++++ 原始记录
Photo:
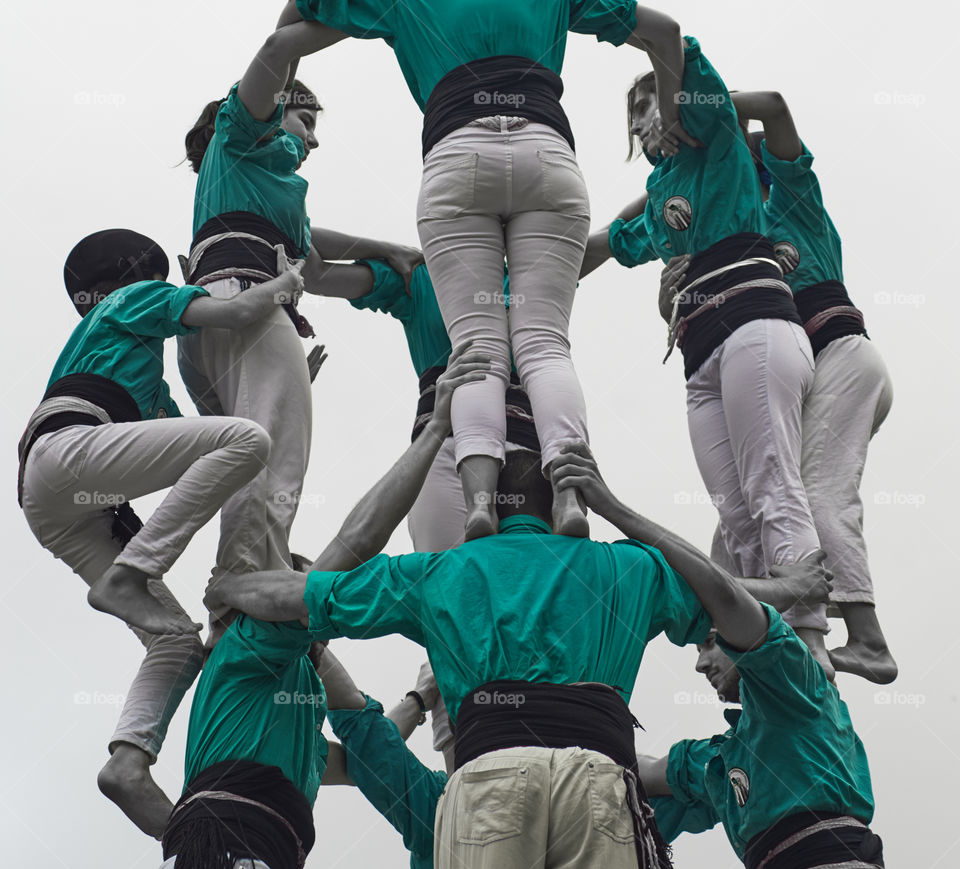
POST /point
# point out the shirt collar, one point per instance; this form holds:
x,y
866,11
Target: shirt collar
x,y
524,525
++++++++
=== 任务 ===
能把上面的各行一字不差地照抄下来吗？图片不要放进答案。

=== 本题解答 ===
Photo:
POST /point
# point out the shirt collar, one point per instance; this form holds:
x,y
866,11
Target: shirt collar
x,y
524,525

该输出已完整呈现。